-------- Selected passage
List of Work Packages (WPs)
The work within the project will be organized into four main work packages. The first will develop efficient methods for structured output prediction in a batch-learning setting, exploring combinations with semi-supervised learning. The second will develop methods for SOP on data streams, also considering combinations with SSL. The third will be concerned with the task of SOP in network data, considering combinations with SSL and mining DS. The fourth work package will address showcase applications of the developed methods in the areas of computational biology, sensor networks, multi-media annotation and retrieval, and social networks.
----------------
-------- Record extracts
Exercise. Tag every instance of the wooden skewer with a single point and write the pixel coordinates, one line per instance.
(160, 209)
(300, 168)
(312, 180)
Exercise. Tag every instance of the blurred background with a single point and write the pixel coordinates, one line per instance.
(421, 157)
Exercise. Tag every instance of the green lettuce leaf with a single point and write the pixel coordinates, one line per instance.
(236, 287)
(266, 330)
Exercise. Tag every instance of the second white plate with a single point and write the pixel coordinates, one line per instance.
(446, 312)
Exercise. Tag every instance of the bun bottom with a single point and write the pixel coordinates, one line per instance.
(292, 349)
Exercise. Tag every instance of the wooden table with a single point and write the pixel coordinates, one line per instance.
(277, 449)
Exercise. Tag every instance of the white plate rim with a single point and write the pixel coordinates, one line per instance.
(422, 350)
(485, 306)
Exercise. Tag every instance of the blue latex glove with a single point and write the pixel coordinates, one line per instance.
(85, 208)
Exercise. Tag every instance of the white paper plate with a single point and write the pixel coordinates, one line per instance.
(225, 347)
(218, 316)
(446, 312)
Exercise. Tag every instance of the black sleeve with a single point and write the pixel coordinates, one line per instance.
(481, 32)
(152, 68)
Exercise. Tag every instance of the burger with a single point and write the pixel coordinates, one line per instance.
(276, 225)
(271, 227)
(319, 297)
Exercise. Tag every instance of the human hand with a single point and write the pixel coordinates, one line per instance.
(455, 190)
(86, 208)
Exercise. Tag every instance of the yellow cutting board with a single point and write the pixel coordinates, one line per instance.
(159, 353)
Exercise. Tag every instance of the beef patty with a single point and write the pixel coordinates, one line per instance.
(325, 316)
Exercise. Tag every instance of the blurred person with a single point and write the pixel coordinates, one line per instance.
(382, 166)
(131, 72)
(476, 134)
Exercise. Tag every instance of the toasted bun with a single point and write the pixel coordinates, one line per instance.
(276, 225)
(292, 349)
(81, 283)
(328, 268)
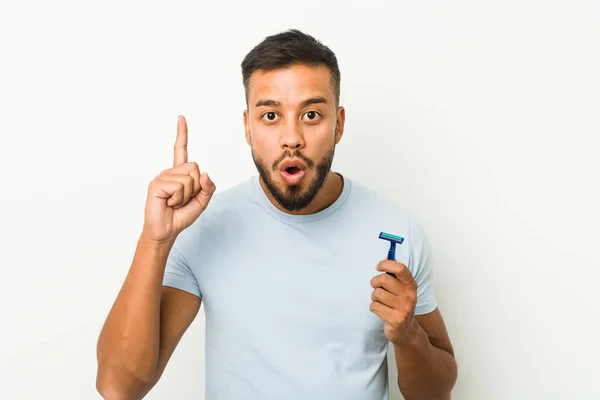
----------------
**Work to be completed**
Answer these questions using the work package list.
1. Into how many main work packages will the project's work be organized?
2. In which setting will the first work package develop methods for structured output prediction?
3. In which areas will the fourth work package address showcase applications?
Rely solely on the work package list for what comes next.

**Written answer**
1. Four.
2. A batch-learning setting.
3. Computational biology, sensor networks, multi-media annotation and retrieval, and social networks.